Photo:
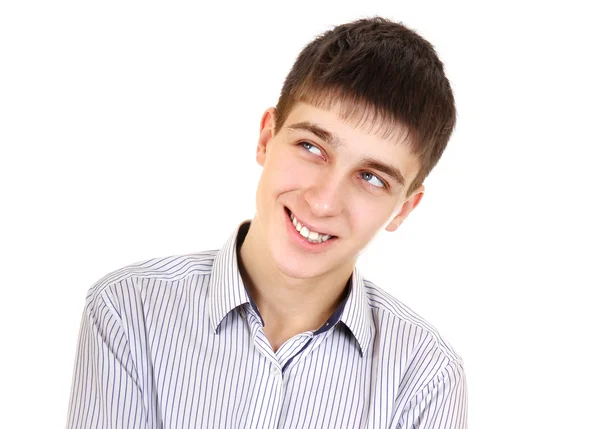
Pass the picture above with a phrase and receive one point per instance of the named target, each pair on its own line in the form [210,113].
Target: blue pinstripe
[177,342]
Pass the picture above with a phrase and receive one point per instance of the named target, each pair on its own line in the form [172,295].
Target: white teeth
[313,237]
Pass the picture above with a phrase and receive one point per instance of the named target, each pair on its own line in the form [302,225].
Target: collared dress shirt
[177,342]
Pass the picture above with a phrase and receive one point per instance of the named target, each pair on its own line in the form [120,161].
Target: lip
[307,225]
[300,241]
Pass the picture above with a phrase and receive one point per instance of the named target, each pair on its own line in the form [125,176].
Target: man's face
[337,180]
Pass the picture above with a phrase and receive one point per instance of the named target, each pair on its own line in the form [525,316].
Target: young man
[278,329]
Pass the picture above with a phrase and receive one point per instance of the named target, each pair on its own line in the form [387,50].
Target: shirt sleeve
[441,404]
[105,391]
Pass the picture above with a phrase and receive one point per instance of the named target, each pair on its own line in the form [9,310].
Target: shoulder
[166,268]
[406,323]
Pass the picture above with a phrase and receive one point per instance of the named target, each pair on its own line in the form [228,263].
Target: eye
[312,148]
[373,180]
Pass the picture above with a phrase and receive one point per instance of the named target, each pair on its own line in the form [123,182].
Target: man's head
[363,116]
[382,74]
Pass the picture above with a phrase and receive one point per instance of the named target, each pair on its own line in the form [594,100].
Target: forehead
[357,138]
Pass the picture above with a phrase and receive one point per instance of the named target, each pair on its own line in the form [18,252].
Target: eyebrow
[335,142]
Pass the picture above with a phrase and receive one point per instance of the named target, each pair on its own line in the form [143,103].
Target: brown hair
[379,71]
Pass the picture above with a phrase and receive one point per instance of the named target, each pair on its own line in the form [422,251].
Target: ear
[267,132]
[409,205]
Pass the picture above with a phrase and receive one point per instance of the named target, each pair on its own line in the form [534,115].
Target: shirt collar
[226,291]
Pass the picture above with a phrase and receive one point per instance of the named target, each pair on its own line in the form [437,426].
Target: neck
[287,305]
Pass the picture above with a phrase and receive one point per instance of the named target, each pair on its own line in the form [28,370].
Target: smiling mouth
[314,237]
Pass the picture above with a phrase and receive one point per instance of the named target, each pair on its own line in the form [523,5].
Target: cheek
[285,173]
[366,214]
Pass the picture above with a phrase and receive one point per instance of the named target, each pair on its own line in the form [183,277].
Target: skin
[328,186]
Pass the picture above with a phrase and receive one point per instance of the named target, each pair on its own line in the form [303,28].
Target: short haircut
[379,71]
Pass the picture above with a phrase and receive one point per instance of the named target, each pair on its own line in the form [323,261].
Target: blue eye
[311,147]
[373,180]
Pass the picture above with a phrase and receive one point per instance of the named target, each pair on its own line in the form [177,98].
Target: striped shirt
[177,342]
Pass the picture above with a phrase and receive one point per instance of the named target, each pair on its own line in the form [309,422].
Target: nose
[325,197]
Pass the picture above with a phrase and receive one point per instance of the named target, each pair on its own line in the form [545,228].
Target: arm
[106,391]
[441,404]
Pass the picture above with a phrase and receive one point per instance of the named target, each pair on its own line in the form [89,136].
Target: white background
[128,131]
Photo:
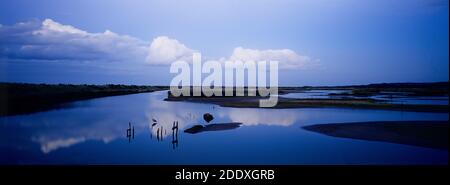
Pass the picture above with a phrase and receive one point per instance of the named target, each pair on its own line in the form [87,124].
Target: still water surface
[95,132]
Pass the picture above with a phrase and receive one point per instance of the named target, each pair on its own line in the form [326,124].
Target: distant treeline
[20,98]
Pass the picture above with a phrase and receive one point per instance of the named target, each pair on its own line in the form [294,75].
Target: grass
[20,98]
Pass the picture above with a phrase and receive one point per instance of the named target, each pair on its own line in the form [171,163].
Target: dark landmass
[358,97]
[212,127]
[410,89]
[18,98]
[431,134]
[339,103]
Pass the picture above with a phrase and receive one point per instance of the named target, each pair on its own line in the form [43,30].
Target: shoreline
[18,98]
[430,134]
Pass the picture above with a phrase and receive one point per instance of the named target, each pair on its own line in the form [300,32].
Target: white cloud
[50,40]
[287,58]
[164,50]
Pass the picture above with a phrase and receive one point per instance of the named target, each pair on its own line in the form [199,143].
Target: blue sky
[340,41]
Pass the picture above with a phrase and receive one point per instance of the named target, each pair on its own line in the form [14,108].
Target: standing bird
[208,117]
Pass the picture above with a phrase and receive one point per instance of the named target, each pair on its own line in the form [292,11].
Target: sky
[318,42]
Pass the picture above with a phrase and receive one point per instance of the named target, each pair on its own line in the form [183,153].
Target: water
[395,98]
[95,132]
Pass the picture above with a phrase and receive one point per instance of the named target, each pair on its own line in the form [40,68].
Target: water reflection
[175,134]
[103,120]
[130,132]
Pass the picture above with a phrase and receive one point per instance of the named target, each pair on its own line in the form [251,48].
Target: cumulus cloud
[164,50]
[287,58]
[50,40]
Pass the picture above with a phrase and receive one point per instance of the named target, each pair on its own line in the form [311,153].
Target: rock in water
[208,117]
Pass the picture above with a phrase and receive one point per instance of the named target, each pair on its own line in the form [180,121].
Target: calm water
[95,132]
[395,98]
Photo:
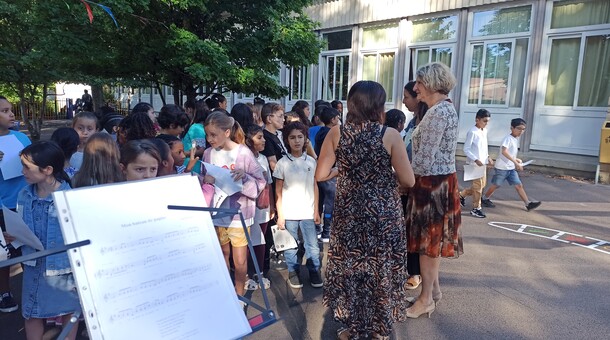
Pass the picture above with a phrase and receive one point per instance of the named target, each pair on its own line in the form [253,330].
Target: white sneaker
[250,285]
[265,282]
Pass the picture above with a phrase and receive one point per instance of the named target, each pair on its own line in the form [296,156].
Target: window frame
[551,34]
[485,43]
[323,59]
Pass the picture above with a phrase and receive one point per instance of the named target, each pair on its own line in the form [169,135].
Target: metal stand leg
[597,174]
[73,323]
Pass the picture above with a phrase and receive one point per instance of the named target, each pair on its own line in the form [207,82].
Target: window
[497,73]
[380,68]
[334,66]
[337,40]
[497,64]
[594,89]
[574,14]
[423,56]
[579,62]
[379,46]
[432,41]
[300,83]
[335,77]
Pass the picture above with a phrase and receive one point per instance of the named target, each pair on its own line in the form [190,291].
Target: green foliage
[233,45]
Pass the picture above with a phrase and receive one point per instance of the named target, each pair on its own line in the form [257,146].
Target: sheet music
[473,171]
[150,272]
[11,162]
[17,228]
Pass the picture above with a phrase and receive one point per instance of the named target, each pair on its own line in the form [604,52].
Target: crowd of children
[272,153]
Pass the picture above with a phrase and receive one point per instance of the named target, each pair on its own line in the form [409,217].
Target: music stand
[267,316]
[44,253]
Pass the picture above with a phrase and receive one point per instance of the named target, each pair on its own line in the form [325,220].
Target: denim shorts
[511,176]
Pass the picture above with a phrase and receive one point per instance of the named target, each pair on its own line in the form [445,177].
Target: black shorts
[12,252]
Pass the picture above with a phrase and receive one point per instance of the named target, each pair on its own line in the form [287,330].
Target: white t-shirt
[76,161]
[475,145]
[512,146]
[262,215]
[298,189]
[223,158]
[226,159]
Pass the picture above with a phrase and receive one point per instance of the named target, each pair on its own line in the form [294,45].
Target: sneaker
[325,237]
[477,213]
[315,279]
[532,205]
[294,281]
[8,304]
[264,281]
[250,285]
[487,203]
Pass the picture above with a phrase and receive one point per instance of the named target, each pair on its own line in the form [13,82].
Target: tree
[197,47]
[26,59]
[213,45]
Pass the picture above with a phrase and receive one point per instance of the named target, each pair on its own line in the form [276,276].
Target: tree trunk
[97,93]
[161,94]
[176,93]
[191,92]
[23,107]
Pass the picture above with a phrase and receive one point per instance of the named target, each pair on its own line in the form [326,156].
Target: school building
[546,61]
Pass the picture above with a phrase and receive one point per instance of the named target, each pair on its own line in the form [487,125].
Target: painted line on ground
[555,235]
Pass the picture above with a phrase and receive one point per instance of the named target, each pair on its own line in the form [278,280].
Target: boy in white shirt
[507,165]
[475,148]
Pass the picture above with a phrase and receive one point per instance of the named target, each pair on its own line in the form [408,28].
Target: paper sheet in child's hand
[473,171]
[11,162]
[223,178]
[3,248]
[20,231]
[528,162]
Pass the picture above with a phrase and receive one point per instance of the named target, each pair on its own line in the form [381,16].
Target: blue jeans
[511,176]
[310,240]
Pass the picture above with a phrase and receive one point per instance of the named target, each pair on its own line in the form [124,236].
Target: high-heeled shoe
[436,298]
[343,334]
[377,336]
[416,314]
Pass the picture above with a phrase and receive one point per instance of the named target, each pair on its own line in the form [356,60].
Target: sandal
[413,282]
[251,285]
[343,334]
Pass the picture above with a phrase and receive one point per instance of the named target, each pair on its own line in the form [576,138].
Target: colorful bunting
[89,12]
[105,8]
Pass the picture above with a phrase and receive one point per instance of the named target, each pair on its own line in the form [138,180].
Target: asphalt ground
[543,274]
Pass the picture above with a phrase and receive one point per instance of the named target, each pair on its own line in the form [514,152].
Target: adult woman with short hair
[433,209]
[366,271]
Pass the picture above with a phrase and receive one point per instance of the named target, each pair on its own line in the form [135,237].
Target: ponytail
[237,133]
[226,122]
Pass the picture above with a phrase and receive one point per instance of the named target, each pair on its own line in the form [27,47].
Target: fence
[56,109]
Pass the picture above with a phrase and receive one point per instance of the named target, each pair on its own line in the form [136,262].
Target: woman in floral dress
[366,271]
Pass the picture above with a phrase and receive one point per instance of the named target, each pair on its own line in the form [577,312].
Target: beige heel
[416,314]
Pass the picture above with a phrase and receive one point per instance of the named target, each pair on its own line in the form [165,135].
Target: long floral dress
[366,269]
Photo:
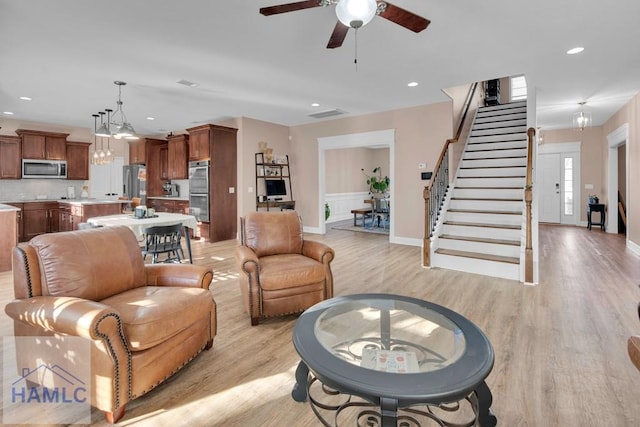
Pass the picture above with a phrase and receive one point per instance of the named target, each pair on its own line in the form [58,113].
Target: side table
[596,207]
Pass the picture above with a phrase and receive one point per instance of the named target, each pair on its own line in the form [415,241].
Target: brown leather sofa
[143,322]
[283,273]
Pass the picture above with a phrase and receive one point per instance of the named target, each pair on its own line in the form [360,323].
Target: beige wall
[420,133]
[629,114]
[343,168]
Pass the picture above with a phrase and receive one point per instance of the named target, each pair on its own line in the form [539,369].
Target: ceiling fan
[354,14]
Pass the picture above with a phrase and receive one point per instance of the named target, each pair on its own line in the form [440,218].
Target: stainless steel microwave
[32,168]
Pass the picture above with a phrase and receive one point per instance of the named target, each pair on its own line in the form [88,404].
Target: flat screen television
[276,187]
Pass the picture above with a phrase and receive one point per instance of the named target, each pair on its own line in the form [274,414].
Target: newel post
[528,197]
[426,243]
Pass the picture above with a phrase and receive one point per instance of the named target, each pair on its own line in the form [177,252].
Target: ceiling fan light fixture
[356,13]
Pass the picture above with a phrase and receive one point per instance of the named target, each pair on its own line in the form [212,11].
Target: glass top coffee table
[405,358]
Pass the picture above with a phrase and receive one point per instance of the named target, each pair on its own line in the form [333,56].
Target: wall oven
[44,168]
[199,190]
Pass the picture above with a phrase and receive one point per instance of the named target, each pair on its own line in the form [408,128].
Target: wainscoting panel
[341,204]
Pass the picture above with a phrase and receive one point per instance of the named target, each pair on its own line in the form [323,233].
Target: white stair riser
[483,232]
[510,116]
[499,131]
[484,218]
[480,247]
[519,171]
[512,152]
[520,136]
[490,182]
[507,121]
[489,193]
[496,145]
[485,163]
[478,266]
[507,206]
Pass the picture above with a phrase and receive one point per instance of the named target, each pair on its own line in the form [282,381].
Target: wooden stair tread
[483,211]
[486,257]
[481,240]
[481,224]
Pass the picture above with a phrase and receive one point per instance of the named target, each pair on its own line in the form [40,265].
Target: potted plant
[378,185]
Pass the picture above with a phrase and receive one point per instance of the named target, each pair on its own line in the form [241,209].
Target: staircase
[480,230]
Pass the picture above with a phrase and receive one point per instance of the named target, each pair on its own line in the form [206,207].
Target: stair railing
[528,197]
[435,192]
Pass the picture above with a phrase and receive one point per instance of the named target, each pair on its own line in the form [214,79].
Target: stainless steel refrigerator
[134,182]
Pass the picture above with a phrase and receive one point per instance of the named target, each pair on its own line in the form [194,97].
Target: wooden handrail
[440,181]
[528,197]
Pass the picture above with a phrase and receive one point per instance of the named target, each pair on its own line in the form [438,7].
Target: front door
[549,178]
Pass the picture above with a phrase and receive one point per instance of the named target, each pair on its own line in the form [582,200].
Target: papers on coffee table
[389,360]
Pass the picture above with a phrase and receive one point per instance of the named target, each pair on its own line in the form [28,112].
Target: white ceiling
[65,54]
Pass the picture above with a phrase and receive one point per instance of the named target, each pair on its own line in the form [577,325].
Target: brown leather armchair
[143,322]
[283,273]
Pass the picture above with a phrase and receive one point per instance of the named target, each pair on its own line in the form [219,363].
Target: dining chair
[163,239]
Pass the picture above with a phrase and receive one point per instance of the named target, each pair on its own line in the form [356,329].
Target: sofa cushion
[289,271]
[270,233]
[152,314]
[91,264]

■ **EXERCISE DESCRIPTION**
From the material above, retype precisely the lines between the line holding "Target: skin" and the line holding "the form [323,261].", inclusive, and nothing beyond them.

■ **EXPECTED ANSWER**
Target: skin
[328,186]
Pass the picture above with a phrase and receive one point per instance of the named target, each pair on its own line in the form [303,28].
Target: short haircut
[379,71]
Pass the picture above with a phrase and receive one point per instance of the named target, each pair on its own line in the form [323,261].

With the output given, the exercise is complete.